Exercise tasks:
• 1. In the basis of presentation note, what was iDine Rewards Network Inc. formerly called?
• 2. Using the basis of presentation note, explain why the unaudited financial statements include all normal recurring accruals and adjustments.

## Start Text section

Notes to Unaudited Consolidated Financial Statements
(amounts in thousands, except per share data)
 

 
(1)    Basis of Presentation
 
The condensed consolidated financial statements, other than the consolidated balance sheet of December 31, 2001, included herein are unaudited; however, they contain all normal recurring accruals and adjustments which, in the opinion of management, are necessary to present fairly the consolidated balance sheets of iDine Rewards Network Inc. (formerly Transmedia Network Inc.) and its subsidiaries (collectively, the “Company”) at September 30, 2002, the consolidated results of its statements of income and comprehensive income (loss) for the three and nine months ended September 30, 2002 and 2001 and the consolidated statements of cash flows for the nine months ended September 30, 2002 and 2001. All intercompany accounts and transactions have been eliminated. The results of operations for the three and nine months ended September 30, 2002 are not necessarily indicative of the results to be expected for the full year.

## End Text section
## Start Listed records

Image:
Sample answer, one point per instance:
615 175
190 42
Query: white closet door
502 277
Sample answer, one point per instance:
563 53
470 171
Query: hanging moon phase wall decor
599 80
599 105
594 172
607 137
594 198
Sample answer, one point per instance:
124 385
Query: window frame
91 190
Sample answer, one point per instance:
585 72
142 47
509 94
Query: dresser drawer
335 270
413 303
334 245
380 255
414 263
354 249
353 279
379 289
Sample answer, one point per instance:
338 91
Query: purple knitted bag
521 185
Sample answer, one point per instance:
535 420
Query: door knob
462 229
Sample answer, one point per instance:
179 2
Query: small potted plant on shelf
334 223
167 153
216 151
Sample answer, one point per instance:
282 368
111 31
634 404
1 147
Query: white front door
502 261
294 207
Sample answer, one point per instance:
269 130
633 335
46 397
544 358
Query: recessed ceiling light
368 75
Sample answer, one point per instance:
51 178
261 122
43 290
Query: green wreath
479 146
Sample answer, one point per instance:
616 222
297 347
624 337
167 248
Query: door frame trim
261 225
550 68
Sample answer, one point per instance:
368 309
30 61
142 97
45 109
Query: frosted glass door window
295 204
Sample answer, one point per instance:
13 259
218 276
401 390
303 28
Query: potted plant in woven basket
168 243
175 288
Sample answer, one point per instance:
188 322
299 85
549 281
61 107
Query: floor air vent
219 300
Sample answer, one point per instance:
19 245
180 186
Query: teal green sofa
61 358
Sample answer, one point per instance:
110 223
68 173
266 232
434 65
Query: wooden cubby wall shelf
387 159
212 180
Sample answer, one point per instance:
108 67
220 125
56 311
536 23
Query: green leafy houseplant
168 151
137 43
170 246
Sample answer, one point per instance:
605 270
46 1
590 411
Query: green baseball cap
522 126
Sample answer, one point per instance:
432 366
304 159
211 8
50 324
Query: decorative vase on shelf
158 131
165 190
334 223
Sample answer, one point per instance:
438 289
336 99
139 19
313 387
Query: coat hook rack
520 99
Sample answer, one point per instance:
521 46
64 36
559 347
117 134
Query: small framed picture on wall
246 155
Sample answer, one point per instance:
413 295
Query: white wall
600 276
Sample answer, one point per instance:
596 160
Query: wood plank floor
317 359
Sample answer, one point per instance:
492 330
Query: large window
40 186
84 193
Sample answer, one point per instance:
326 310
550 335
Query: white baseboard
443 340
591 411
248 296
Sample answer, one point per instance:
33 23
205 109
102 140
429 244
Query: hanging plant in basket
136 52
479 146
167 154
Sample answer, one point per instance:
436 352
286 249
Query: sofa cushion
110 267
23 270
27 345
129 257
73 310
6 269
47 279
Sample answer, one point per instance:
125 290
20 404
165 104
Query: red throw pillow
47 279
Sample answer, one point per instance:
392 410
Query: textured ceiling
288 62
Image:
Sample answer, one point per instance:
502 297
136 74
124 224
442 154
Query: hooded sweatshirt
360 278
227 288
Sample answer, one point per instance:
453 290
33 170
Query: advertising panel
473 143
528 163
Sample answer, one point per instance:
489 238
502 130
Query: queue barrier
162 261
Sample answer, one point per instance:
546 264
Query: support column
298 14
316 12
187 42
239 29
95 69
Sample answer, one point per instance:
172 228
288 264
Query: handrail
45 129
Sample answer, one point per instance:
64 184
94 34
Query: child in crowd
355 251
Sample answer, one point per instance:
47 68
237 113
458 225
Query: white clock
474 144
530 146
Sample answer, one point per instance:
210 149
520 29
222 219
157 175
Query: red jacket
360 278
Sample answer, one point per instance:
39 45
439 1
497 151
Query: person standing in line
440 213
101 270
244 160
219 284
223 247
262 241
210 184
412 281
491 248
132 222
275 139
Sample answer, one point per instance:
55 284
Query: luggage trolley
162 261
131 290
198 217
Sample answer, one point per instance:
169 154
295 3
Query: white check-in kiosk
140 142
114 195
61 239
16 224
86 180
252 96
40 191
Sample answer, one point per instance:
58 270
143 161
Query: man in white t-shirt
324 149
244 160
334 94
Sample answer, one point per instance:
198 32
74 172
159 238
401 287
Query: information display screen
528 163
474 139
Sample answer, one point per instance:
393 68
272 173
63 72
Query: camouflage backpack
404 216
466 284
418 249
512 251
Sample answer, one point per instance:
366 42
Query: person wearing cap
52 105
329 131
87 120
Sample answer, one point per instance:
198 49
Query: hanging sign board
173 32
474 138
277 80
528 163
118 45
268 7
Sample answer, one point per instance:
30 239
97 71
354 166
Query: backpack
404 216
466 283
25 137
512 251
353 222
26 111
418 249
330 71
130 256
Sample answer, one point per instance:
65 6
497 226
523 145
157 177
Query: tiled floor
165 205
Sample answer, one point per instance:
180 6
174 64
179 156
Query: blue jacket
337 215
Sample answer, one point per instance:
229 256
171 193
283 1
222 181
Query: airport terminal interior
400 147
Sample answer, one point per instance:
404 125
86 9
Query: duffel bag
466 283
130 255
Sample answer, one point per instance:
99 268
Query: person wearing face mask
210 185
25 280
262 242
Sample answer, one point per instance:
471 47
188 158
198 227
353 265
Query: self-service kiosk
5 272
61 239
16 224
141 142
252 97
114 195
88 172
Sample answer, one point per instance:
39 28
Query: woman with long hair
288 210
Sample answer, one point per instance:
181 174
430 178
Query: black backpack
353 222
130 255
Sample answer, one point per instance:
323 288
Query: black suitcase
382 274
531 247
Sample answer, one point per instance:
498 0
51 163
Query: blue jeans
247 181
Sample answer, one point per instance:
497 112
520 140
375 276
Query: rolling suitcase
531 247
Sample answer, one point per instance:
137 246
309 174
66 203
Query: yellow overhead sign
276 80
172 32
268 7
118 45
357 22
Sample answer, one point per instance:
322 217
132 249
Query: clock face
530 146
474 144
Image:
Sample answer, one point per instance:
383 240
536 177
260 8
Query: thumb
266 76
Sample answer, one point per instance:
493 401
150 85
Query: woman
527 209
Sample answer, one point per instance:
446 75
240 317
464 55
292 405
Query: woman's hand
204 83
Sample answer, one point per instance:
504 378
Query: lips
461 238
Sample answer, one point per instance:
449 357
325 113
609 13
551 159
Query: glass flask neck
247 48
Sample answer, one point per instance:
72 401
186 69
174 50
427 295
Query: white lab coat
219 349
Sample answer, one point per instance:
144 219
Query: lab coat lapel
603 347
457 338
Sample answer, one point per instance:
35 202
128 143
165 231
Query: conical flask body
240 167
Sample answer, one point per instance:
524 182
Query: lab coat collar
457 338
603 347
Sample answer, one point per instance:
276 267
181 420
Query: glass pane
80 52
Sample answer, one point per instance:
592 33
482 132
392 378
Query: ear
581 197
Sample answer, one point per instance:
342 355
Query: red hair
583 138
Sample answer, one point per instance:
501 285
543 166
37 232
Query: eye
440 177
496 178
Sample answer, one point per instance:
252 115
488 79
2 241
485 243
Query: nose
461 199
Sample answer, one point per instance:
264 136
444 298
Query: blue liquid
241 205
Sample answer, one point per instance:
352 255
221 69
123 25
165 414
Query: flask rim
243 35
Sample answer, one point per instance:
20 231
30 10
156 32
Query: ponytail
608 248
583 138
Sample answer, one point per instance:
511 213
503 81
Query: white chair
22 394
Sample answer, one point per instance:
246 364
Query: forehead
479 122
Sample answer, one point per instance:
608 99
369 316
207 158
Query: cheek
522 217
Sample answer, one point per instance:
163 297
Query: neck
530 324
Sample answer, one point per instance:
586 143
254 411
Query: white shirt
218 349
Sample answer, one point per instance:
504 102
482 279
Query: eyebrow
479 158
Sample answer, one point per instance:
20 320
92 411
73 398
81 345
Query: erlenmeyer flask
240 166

## End Listed records

Answer set:
• 1. Transmedia Network Inc.

• 2. Management considers those accruals and adjustments necessary to present fairly the Company's consolidated balance sheets at September 30, 2002. They are also needed to present fairly its income and comprehensive income (loss) for the three and nine months ended September 30, 2002 and 2001, and its cash flows for the nine months ended September 30, 2002 and 2001.